-- BEGIN --

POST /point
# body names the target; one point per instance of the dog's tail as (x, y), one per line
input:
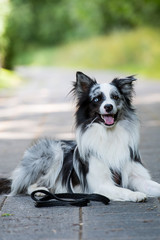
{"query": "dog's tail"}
(5, 185)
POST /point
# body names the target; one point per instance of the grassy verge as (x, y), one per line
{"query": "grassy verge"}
(8, 79)
(136, 51)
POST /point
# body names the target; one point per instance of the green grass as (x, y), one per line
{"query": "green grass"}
(8, 79)
(136, 51)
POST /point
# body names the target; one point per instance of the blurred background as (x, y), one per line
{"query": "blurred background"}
(112, 35)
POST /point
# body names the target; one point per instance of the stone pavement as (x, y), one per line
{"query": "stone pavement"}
(42, 108)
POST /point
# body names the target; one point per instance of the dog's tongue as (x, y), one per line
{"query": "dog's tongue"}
(108, 119)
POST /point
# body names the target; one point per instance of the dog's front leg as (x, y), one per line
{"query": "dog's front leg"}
(119, 194)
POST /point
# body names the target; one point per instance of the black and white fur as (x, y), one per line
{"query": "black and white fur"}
(104, 159)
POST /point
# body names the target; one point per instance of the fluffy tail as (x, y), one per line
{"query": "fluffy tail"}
(5, 185)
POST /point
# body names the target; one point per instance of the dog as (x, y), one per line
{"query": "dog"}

-- END --

• _WRITTEN PROBLEM_: Lay out every line of the entries above as a numbered list, omitting blank lines and leaving out the picture.

• _THE ANSWER_:
1. POST /point
2. # body names the target; one point per instance of the dog's tail as (x, y), one per line
3. input:
4. {"query": "dog's tail"}
5. (5, 185)
6. POST /point
7. # body names the target; one point per instance of the grassy verge as (x, y), one per line
8. {"query": "grassy verge"}
9. (8, 79)
10. (136, 51)
11. POST /point
12. # body names the target; one point per instance of the green grass as (x, y), one per line
13. {"query": "green grass"}
14. (8, 79)
15. (136, 51)
16. POST /point
17. # body names the target; one point per instance of the blurred background as (x, y), one per line
18. {"query": "blurred background"}
19. (112, 35)
20. POST /point
21. # body names the target; one point per instance of the stone pavement as (x, y), one per line
22. {"query": "stone pavement"}
23. (42, 108)
24. POST /point
25. # body names the target; one point per instance of the dog's tongue as (x, y), one per line
26. {"query": "dog's tongue"}
27. (108, 119)
28. POST /point
29. # body names the target; one point per instance of the dog's front leg as (x, y), one per line
30. {"query": "dog's front leg"}
31. (119, 194)
32. POST /point
33. # body names the target; one point per instance of the black and white fur as (x, y), one per line
34. {"query": "black and white fur"}
35. (104, 159)
36. POST /point
37. # body names the target; one point per instance of the fluffy tail as (x, y), one per line
38. {"query": "fluffy tail"}
39. (5, 185)
40. POST /point
41. # body names the target; one point per instance of the dog as (x, y), one per line
42. {"query": "dog"}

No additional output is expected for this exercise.